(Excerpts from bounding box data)
——————————
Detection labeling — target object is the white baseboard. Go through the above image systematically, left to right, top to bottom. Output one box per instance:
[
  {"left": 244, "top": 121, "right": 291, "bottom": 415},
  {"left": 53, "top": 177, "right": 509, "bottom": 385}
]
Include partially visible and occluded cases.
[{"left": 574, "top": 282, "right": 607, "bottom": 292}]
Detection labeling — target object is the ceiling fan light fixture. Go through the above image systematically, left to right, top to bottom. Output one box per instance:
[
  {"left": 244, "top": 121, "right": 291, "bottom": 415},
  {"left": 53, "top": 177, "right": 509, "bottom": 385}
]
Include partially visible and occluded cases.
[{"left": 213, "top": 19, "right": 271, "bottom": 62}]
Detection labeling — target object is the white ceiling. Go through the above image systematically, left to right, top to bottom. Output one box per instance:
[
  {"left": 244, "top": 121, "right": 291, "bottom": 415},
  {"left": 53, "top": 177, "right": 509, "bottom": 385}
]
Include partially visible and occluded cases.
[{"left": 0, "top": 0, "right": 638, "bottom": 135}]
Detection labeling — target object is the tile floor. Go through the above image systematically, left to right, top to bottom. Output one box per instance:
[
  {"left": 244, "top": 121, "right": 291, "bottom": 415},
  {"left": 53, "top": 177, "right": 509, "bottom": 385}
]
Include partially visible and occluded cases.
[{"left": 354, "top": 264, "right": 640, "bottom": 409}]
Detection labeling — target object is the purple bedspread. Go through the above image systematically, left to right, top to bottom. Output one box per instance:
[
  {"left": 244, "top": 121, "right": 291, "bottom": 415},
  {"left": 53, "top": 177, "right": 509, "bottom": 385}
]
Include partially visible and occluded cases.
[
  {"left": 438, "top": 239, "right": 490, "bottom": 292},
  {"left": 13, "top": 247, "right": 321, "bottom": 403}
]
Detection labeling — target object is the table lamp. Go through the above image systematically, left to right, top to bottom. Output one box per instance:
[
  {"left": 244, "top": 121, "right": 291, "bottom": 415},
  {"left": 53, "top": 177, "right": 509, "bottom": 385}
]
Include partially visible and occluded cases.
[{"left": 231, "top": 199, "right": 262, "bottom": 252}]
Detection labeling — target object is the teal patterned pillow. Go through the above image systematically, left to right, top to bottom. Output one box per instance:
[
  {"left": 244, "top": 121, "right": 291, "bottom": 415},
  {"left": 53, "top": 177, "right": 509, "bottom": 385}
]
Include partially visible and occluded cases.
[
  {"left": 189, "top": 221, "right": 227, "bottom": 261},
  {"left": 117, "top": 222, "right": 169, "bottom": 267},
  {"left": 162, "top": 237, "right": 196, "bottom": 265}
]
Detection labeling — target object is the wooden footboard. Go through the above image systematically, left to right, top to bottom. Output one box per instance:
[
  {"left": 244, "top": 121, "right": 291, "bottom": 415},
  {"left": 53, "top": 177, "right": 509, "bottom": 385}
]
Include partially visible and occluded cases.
——————————
Put every line of the listing above into a Markdown table with the columns Number and Content, numbering each row and omitting blank lines.

--- Task solution ---
| Number | Content |
|---|---|
| 1 | Detection labeling — target object is the white baseboard. Go through the above image systematically, left to right, top to bottom. Output one box per instance: |
| 2 | [ |
| 3 |   {"left": 244, "top": 121, "right": 291, "bottom": 415}, |
| 4 |   {"left": 53, "top": 177, "right": 509, "bottom": 385} |
| 5 | ] |
| 6 | Include partially visible and occluded cases. |
| 7 | [{"left": 574, "top": 282, "right": 607, "bottom": 292}] |
| 8 | Detection labeling — target object is the ceiling fan light fixture. Go through the above image systematically, left to right, top to bottom. Output one box per instance: |
| 9 | [ |
| 10 |   {"left": 244, "top": 121, "right": 291, "bottom": 415}, |
| 11 |   {"left": 53, "top": 177, "right": 509, "bottom": 385} |
| 12 | ] |
| 13 | Include partially visible and occluded cases. |
| 14 | [{"left": 213, "top": 19, "right": 271, "bottom": 62}] |
| 15 | Detection labeling — target object is the white ceiling. Go through the above image systematically, left to right, top to bottom. Output one box per instance: |
| 16 | [ |
| 17 |   {"left": 244, "top": 121, "right": 291, "bottom": 415}, |
| 18 |   {"left": 53, "top": 177, "right": 509, "bottom": 385} |
| 19 | ] |
| 20 | Include partially visible and occluded cases. |
| 21 | [{"left": 0, "top": 0, "right": 638, "bottom": 135}] |
| 22 | Detection labeling — target object is the tile floor. Go through the above image systematically, left to right, top to bottom. Output one box per instance: |
| 23 | [ |
| 24 |   {"left": 244, "top": 121, "right": 291, "bottom": 415}, |
| 25 |   {"left": 53, "top": 177, "right": 509, "bottom": 385} |
| 26 | ] |
| 27 | Include partially visible and occluded cases. |
| 28 | [{"left": 354, "top": 264, "right": 640, "bottom": 409}] |
| 29 | Detection labeling — target object is the purple bedspread. Go through the above image systematically, left to right, top to bottom. Output one box per instance: |
| 30 | [ |
| 31 |   {"left": 244, "top": 121, "right": 291, "bottom": 415}, |
| 32 |   {"left": 53, "top": 177, "right": 509, "bottom": 385} |
| 33 | ] |
| 34 | Include partially visible and occluded cases. |
| 35 | [ |
| 36 |   {"left": 438, "top": 239, "right": 490, "bottom": 292}, |
| 37 |   {"left": 13, "top": 247, "right": 321, "bottom": 403} |
| 38 | ] |
| 39 | Detection labeling — target object is the table lamp. Go through the above image systematically, left to right, top to bottom. Output one box per instance: |
| 40 | [ |
| 41 |   {"left": 244, "top": 121, "right": 291, "bottom": 415}, |
| 42 |   {"left": 53, "top": 177, "right": 509, "bottom": 385} |
| 43 | ] |
| 44 | Include partially visible and occluded cases. |
| 45 | [{"left": 231, "top": 199, "right": 262, "bottom": 252}] |
| 46 | Detection labeling — target object is the teal patterned pillow. Go through the above image systematically, left to right, top to bottom. Output one box per instance: |
| 47 | [ |
| 48 |   {"left": 244, "top": 121, "right": 291, "bottom": 415}, |
| 49 |   {"left": 53, "top": 177, "right": 509, "bottom": 385} |
| 50 | ] |
| 51 | Include partially visible and occluded cases. |
| 52 | [ |
| 53 |   {"left": 189, "top": 221, "right": 227, "bottom": 261}, |
| 54 |   {"left": 117, "top": 222, "right": 169, "bottom": 267}, |
| 55 |   {"left": 162, "top": 237, "right": 196, "bottom": 265} |
| 56 | ] |
| 57 | Detection labeling — target object is the wooden footboard. Go through the above image systematically, left to right, top to bottom. Output one box per instance: |
| 58 | [ |
| 59 |   {"left": 244, "top": 121, "right": 291, "bottom": 415}, |
| 60 |   {"left": 53, "top": 177, "right": 509, "bottom": 385} |
| 61 | ] |
| 62 | Include partially visible and occluded cases. |